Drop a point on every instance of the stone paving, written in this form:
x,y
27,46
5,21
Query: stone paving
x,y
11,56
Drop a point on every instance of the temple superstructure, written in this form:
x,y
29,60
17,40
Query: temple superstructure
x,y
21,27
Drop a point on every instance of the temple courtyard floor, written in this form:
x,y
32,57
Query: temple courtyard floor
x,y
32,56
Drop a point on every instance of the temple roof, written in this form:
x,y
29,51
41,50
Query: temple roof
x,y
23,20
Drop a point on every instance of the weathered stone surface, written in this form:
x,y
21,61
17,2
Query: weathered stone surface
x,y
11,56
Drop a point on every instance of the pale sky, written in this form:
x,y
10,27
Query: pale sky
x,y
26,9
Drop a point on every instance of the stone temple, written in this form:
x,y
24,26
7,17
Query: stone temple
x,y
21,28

::::::::::

* Task objective
Preserving every character, copy the records above out again.

* Answer
Drop a point on every instance of the stone paving, written in this form:
x,y
27,46
5,21
Query: stone paving
x,y
11,56
Drop a point on every instance of the temple superstructure, written in this form:
x,y
29,60
17,40
Query: temple superstructure
x,y
21,27
Drop a point on every instance of the temple courtyard floor, written in this form:
x,y
32,57
Query: temple courtyard floor
x,y
32,56
Drop a point on every instance of the temple roof, written in this form:
x,y
29,51
41,50
Query: temple roof
x,y
23,20
Drop a point on every instance of the weathered stone surface, written in this form:
x,y
21,61
17,2
Query: weathered stone surface
x,y
11,56
Drop a point on every instance of the pale sky, written in this form:
x,y
10,27
Query: pale sky
x,y
26,9
Drop a point on every instance of the stone temple, written in this form:
x,y
24,26
7,17
Query: stone temple
x,y
21,28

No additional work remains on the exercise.